* TASK MATERIAL
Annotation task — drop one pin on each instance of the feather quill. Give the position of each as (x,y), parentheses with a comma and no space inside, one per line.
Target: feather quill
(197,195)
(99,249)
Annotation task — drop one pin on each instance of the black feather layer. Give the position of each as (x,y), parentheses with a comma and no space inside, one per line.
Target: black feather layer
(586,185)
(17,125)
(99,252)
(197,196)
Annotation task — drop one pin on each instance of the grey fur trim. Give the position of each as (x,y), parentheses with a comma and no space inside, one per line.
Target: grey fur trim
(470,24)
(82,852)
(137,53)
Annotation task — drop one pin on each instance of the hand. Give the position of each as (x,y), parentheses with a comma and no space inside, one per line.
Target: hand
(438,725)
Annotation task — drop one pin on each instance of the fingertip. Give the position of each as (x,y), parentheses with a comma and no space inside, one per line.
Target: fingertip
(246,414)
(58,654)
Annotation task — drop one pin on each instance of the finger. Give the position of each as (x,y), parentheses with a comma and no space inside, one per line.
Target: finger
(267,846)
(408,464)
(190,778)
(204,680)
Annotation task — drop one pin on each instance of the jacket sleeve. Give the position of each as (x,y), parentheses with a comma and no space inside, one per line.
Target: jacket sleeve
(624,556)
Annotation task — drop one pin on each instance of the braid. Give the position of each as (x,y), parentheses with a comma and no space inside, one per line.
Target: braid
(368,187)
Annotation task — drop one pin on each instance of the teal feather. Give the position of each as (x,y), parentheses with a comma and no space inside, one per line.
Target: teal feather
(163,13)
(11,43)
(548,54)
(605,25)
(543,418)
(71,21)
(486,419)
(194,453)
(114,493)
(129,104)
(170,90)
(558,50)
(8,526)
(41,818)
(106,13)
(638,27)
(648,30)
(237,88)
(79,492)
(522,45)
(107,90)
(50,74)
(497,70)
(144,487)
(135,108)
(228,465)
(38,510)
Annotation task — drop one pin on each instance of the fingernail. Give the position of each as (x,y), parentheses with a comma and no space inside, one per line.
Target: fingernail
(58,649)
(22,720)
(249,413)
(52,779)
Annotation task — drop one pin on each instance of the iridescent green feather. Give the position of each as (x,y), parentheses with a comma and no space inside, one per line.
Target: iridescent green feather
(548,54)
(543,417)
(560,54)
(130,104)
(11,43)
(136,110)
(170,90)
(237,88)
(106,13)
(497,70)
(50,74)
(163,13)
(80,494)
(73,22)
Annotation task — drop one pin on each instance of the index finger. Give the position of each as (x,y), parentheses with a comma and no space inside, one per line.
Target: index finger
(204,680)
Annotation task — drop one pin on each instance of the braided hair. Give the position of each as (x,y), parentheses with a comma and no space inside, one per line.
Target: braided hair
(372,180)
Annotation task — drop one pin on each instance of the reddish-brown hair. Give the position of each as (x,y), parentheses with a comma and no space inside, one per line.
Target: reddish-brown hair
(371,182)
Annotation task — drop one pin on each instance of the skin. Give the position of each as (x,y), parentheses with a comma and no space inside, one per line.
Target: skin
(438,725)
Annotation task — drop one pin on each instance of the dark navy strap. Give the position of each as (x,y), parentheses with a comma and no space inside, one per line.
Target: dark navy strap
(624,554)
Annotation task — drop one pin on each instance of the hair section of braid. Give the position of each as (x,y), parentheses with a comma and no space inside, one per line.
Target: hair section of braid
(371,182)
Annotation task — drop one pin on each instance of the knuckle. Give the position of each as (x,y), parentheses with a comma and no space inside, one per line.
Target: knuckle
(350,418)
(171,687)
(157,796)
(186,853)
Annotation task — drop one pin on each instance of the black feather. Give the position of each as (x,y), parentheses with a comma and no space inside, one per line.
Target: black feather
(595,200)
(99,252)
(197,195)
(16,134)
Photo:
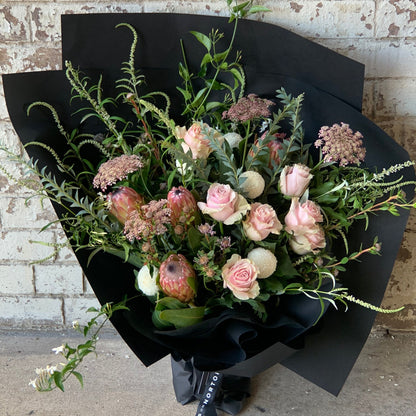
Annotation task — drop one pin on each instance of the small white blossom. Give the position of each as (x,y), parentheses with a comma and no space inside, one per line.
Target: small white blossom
(147,282)
(233,139)
(265,261)
(59,350)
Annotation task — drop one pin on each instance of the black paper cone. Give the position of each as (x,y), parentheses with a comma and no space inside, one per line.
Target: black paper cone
(273,58)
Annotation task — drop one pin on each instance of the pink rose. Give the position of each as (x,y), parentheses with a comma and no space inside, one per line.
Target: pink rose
(311,240)
(261,221)
(198,142)
(223,204)
(294,180)
(302,216)
(302,223)
(240,276)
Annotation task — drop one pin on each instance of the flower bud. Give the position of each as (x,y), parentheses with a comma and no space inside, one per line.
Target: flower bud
(254,184)
(265,261)
(123,201)
(175,273)
(182,205)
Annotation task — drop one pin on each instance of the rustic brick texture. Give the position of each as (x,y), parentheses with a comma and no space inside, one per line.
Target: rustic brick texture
(379,33)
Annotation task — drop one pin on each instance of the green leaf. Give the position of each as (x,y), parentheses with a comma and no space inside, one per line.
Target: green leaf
(204,39)
(79,377)
(258,9)
(181,318)
(285,267)
(194,239)
(57,378)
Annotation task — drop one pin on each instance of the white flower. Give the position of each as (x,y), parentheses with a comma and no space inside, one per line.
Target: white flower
(59,350)
(254,184)
(147,282)
(233,139)
(183,168)
(265,261)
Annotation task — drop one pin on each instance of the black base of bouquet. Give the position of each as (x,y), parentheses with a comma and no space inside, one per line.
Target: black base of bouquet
(214,390)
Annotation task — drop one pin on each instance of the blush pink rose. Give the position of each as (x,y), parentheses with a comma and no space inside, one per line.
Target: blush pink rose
(294,180)
(311,241)
(261,221)
(198,142)
(302,223)
(240,276)
(302,216)
(223,204)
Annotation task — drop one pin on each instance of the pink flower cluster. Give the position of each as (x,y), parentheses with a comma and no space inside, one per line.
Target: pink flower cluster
(248,108)
(115,170)
(340,144)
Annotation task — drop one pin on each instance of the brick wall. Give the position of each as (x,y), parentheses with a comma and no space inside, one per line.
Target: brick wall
(379,33)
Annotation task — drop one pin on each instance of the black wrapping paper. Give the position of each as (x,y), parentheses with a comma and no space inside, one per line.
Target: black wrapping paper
(273,58)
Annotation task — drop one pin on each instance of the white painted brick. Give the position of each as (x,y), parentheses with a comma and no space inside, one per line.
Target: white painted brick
(13,23)
(22,213)
(28,311)
(66,254)
(16,280)
(75,309)
(395,98)
(28,57)
(396,18)
(383,58)
(325,19)
(16,246)
(58,279)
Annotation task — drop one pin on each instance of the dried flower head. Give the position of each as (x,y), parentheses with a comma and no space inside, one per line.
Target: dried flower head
(340,144)
(115,170)
(248,108)
(149,221)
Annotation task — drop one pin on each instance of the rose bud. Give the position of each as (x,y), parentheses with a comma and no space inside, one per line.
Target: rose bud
(265,261)
(254,184)
(174,273)
(123,201)
(240,276)
(223,204)
(261,221)
(182,204)
(294,180)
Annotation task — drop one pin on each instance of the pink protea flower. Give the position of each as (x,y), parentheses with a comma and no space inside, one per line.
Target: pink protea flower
(340,144)
(182,205)
(115,170)
(175,273)
(123,201)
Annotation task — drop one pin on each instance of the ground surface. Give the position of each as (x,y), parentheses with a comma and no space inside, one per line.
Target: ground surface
(382,382)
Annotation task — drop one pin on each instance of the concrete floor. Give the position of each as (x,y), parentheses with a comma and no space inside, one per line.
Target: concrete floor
(382,383)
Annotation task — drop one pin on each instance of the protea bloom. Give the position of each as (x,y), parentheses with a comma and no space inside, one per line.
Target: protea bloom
(182,204)
(123,201)
(175,273)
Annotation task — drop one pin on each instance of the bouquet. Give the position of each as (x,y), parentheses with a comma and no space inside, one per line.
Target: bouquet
(226,221)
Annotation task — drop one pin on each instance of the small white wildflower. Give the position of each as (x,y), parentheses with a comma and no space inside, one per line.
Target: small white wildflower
(233,139)
(254,184)
(265,261)
(183,168)
(147,282)
(59,350)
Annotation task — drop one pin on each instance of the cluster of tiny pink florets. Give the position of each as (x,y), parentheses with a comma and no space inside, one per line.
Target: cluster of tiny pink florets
(150,220)
(248,108)
(340,144)
(115,170)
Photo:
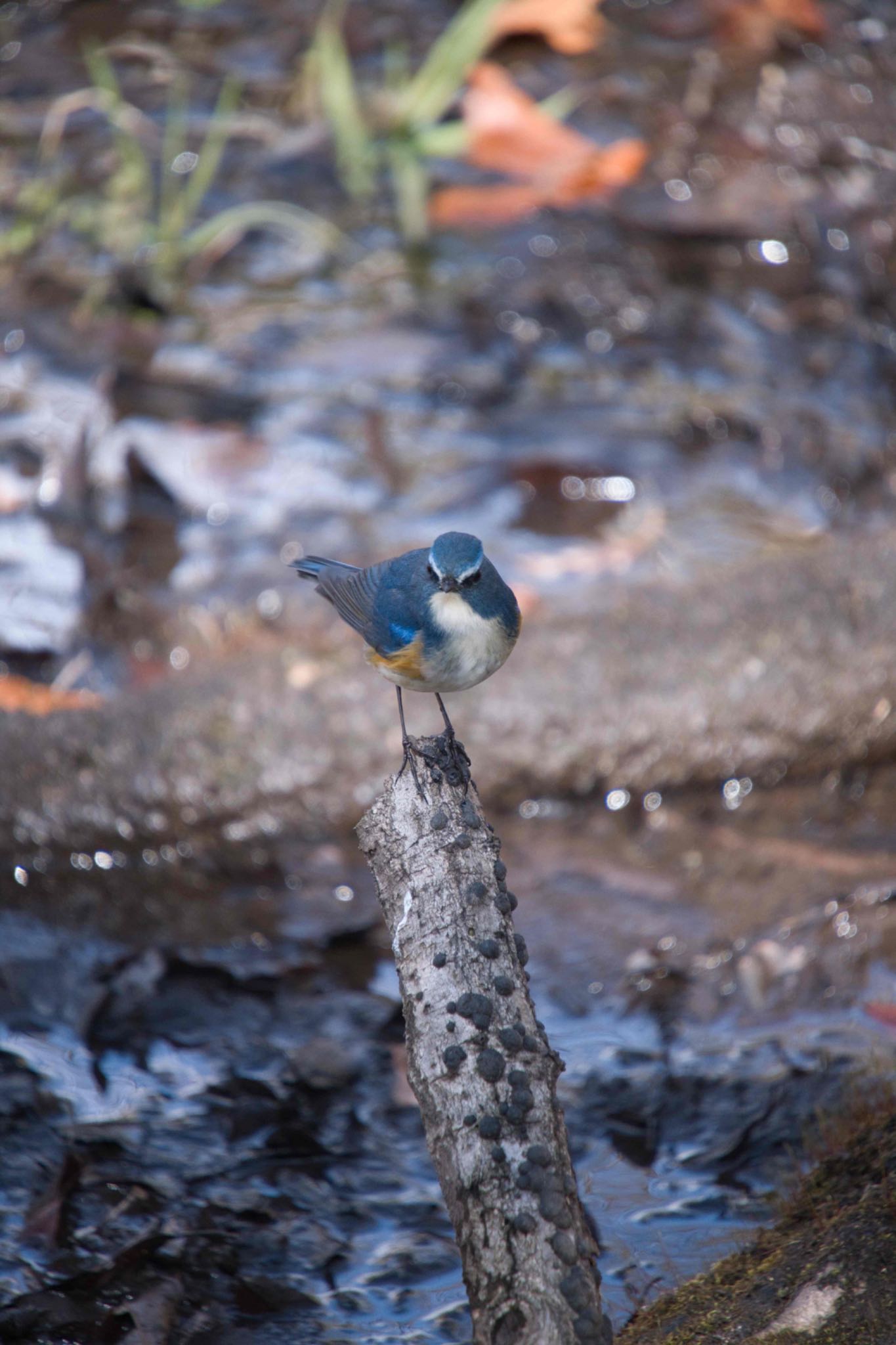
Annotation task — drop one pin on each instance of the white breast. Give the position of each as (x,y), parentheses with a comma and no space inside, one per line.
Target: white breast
(475,646)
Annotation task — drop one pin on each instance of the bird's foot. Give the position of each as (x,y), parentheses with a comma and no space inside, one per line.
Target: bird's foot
(449,761)
(410,751)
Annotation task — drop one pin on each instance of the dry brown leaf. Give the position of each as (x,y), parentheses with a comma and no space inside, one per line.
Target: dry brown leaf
(20,694)
(568,26)
(402,1093)
(509,133)
(756,24)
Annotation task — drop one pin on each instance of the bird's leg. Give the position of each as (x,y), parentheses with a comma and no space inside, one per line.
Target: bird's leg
(459,759)
(408,748)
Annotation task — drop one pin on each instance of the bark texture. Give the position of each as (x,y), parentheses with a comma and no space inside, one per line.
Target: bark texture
(481,1066)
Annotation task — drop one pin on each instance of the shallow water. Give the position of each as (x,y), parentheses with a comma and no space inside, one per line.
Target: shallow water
(205,1109)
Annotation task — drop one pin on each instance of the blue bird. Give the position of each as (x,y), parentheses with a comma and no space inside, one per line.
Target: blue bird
(433,621)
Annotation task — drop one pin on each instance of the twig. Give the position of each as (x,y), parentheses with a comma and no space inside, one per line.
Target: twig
(481,1066)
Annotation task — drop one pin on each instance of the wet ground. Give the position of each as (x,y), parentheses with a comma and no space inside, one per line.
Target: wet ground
(681,403)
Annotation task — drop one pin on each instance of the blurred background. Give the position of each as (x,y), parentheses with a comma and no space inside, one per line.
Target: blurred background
(610,287)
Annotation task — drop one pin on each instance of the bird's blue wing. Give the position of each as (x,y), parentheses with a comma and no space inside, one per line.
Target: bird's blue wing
(354,594)
(383,603)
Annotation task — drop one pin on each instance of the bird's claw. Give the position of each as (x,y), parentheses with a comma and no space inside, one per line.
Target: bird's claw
(409,761)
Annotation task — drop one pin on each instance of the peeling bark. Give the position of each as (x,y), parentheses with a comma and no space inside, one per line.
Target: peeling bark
(481,1066)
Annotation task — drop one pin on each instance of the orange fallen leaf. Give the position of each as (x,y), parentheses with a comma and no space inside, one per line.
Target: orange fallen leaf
(756,24)
(568,26)
(402,1094)
(20,694)
(509,133)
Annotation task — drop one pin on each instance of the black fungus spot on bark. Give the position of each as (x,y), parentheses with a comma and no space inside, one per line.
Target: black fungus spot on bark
(522,1099)
(512,1040)
(589,1328)
(479,1009)
(551,1206)
(508,1329)
(453,1057)
(563,1248)
(489,1064)
(469,816)
(536,1178)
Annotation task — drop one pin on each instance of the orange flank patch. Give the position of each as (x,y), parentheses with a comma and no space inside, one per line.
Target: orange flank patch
(568,26)
(406,662)
(19,693)
(554,164)
(756,24)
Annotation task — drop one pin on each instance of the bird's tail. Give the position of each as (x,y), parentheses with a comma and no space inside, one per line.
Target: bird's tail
(310,567)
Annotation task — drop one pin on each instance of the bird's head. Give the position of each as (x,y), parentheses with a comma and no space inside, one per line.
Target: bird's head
(456,563)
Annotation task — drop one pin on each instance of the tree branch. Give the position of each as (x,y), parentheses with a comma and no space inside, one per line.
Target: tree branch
(481,1066)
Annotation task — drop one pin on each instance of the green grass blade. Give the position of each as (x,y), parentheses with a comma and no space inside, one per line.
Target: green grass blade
(448,141)
(123,116)
(230,225)
(174,143)
(410,183)
(210,155)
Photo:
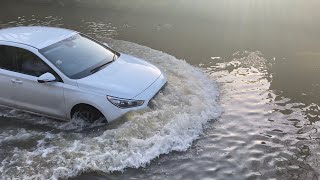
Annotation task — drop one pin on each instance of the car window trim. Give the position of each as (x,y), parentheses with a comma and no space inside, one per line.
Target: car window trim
(15,63)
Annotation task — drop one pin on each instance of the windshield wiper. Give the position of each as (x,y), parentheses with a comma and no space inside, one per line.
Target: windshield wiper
(100,67)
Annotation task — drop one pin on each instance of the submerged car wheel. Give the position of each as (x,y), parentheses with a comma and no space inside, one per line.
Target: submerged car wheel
(87,113)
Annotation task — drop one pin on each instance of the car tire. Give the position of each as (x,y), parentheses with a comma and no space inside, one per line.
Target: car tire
(87,113)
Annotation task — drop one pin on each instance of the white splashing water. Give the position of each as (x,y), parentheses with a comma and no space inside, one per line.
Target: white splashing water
(188,102)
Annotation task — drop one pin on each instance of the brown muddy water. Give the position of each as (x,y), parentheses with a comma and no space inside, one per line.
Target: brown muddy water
(242,100)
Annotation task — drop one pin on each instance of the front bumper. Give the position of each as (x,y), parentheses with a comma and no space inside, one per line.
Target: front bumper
(146,95)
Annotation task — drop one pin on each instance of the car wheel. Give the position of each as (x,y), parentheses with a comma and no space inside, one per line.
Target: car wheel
(87,113)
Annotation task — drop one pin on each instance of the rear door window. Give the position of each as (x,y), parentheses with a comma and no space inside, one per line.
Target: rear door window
(7,58)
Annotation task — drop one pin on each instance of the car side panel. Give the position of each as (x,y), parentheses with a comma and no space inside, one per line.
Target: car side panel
(44,98)
(6,88)
(75,95)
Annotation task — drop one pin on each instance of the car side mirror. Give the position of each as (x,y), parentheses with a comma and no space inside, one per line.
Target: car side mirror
(46,77)
(106,44)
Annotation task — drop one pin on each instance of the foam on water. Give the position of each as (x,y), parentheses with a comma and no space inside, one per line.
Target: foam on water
(177,118)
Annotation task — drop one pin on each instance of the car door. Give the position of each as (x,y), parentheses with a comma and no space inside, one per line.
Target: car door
(7,68)
(29,94)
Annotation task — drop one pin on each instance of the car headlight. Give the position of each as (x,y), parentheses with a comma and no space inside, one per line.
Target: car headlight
(125,103)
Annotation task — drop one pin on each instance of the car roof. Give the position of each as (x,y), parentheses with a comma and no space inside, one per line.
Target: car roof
(36,36)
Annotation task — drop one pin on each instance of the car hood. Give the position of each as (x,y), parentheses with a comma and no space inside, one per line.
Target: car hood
(126,77)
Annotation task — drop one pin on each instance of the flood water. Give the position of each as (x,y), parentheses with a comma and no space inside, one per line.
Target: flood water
(242,101)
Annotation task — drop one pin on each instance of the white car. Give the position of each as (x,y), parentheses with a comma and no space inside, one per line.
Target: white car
(62,73)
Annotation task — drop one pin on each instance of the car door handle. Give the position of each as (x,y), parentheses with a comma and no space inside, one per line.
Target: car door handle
(16,81)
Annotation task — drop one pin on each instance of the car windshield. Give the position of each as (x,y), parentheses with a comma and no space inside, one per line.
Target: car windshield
(78,56)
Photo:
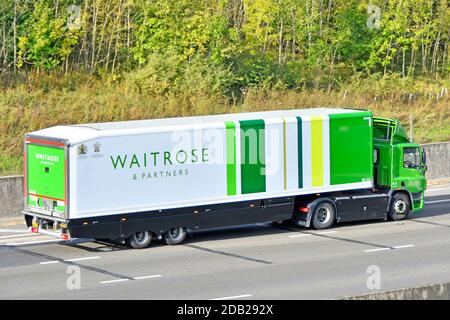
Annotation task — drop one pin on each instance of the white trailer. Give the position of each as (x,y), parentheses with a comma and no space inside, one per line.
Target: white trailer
(138,180)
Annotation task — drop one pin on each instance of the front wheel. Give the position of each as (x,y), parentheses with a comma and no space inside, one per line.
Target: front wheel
(400,207)
(324,216)
(175,236)
(140,240)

* WRITTEN EXERCISE
Only the lines from the one containing "the car hood." through the last line of the records above should be repeated, exactly and without pictures.

* FINAL ANSWER
Annotation task — drop one pin on each instance of the car hood. Give the position of each as (x,y), parentheses with a comma and no space inside, one per line.
Target: car hood
(126,77)
Annotation task — drop one pin on each instance of the flood water. Give the position of each as (x,y), parentheses with a comma and no space inside, one per line.
Target: flood water
(242,101)
Annotation task — drop one pin on each instance of the white car. Give the position of each as (x,y), parentheses with a comma and no space inside, one per line.
Target: white car
(62,73)
Annotation task — drop one pin on each instance of the car door handle. Give the position of each as (x,y), parentheses with a comma and no space inside, one per line.
Target: car door handle
(16,81)
Annotation task — drop one pin on each instance of the car windshield. Give the position of each as (x,y), parentheses with a comma and no space inside, one per line.
Target: car windshield
(78,56)
Photo:
Annotation task — drop one pin on each instance of the white trailer. Give the position of each as (x,y), parentheses with a comma and no space inside, one per line.
Target: white trailer
(138,180)
Annotation task — drop one pin on each instance of the front wheel. Give the position of each as (x,y), parentheses with a comma and no space inside, one per line.
Target: front wheel
(400,207)
(324,216)
(175,236)
(140,240)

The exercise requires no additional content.